— START OF MATERIAL SUPPLIED —
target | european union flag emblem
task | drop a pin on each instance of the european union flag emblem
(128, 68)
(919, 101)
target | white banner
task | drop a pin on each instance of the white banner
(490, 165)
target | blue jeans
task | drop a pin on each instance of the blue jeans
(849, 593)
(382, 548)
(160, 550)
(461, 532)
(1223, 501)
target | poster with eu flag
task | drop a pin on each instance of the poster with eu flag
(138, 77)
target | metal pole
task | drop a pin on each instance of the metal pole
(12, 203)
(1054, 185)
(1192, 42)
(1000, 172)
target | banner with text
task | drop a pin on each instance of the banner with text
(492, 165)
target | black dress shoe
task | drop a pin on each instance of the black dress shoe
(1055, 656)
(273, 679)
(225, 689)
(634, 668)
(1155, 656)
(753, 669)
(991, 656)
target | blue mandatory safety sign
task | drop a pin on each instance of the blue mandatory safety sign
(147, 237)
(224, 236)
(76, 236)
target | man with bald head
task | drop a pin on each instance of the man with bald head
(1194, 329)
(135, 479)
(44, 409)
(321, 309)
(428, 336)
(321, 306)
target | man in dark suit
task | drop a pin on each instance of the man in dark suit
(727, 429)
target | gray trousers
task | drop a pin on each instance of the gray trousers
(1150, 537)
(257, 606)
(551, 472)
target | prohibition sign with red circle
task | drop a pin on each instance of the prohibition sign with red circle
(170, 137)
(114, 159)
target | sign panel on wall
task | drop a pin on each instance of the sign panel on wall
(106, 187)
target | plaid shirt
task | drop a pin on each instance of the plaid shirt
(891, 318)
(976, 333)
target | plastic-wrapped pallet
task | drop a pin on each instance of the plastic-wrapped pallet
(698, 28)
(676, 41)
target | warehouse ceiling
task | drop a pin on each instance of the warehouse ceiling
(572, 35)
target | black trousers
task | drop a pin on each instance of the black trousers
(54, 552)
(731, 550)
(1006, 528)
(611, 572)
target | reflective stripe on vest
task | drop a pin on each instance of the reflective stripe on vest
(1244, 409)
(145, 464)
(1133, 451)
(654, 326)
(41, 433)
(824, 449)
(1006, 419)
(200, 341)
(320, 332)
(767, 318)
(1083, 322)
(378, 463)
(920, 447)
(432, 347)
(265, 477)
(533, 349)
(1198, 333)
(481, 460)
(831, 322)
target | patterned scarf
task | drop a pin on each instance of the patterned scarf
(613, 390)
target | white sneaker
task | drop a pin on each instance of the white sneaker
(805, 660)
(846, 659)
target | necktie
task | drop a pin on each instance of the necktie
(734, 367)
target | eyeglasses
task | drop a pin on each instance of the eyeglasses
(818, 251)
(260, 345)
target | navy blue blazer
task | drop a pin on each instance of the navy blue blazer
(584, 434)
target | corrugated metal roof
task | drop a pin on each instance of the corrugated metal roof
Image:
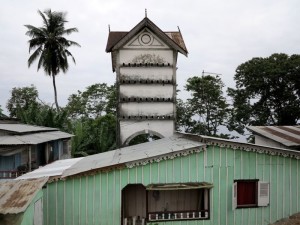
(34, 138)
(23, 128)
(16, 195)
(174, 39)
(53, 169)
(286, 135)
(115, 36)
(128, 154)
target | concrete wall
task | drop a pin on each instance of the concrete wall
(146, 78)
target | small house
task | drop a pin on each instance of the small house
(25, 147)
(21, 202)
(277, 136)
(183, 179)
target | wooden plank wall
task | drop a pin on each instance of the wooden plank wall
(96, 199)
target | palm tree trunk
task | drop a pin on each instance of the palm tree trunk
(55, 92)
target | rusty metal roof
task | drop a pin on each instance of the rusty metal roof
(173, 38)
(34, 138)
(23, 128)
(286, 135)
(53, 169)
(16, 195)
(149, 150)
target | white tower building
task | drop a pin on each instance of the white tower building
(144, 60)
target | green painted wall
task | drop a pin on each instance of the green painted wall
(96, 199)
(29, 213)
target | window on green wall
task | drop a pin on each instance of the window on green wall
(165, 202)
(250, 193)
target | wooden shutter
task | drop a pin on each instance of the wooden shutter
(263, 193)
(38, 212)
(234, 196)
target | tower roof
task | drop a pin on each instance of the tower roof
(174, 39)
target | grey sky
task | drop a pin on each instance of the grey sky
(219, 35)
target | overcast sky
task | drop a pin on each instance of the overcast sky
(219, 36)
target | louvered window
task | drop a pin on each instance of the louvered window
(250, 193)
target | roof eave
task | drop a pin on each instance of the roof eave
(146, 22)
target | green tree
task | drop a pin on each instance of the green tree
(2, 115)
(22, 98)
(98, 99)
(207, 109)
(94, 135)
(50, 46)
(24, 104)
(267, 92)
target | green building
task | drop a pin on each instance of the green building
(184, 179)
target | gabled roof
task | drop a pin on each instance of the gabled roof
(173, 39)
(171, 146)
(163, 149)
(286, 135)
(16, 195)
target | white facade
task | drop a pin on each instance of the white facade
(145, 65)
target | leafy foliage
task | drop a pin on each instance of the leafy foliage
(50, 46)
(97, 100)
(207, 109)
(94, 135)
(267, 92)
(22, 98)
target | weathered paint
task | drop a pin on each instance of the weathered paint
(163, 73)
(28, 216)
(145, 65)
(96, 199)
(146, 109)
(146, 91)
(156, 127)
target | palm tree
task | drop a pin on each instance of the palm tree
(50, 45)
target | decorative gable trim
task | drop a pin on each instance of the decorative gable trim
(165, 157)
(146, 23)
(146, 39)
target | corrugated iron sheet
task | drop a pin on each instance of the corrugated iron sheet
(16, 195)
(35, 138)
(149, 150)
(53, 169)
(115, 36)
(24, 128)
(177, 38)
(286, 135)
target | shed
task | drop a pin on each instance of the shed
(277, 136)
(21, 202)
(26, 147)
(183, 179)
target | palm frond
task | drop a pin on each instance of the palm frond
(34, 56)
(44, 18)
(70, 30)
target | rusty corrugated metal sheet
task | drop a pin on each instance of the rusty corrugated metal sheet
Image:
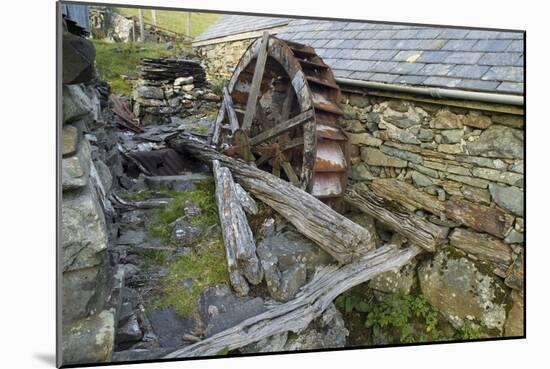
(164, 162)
— END OF MATERIAL SUPPLIED —
— START OF MATERIAL SUPPLIED —
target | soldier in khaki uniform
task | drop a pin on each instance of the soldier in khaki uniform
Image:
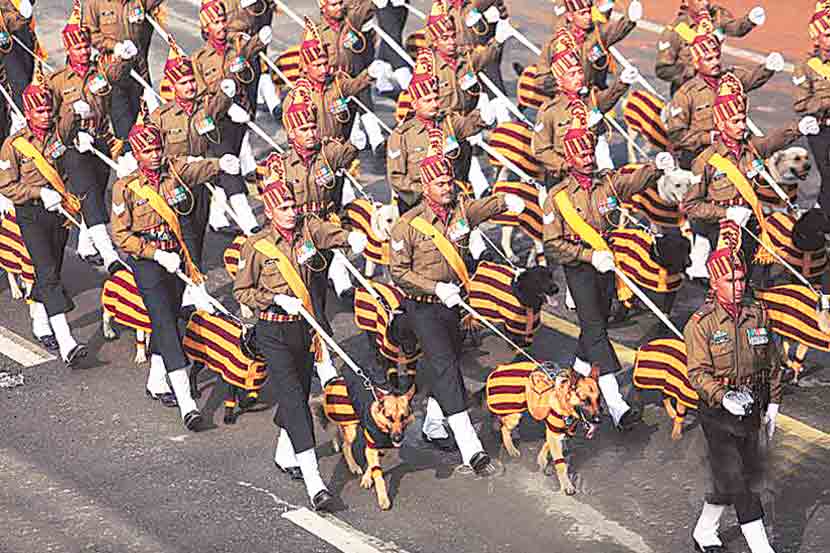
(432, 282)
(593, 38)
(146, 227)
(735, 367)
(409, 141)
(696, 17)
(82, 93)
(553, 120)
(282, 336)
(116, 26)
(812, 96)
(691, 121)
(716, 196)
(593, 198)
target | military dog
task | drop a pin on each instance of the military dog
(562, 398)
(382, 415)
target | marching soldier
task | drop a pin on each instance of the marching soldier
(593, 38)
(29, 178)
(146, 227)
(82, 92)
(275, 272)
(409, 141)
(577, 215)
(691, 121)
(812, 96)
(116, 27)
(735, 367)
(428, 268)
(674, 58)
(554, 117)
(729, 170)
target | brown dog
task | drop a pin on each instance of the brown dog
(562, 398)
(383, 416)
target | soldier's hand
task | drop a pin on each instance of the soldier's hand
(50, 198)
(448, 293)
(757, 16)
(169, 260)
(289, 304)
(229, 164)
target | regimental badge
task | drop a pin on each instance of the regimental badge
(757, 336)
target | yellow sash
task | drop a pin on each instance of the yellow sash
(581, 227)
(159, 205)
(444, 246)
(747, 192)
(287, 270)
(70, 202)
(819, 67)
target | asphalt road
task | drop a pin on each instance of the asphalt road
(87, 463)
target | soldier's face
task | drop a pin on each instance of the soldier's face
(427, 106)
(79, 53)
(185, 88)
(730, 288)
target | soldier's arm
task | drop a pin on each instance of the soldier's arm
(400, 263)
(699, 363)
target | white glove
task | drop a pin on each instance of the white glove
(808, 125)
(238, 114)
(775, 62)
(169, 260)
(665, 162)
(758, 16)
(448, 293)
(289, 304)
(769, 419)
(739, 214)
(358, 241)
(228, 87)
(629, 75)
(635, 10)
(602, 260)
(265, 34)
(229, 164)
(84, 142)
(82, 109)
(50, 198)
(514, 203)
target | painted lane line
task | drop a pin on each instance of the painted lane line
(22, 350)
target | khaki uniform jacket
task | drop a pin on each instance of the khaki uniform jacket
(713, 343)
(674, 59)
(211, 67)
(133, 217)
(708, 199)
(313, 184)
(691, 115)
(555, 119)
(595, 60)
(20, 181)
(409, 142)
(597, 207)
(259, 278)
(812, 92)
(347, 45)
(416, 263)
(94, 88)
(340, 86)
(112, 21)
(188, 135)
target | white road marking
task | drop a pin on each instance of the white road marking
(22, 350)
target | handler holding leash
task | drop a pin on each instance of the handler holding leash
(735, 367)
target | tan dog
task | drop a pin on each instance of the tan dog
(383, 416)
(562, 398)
— END OF MATERIAL SUPPLIED —
— START OF MATERIAL SUPPLIED —
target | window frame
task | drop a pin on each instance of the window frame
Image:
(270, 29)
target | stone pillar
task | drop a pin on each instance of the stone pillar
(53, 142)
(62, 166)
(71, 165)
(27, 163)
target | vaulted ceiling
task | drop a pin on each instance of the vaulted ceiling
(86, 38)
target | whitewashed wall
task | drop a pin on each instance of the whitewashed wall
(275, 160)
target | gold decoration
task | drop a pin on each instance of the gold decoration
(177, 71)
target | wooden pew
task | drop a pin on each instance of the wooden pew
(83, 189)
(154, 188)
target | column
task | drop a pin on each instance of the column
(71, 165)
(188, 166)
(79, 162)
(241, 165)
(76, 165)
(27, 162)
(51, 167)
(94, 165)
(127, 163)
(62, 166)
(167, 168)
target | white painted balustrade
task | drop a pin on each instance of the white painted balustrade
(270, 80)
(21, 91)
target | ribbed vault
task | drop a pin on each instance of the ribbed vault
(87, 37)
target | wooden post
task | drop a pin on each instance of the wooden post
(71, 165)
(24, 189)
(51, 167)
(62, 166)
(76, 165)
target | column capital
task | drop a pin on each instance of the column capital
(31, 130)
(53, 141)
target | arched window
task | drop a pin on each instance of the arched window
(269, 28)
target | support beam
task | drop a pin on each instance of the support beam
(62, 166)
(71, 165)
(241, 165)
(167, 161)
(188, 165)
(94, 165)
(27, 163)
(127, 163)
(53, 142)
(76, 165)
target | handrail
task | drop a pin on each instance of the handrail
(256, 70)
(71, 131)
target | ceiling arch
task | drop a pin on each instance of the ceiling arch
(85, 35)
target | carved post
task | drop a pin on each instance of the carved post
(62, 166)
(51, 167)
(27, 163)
— END OF MATERIAL SUPPLIED —
__EXERCISE BRIEF__
How many lines of the records contain the word "whitewashed"? Give only the number.

__FINAL RESULT__
2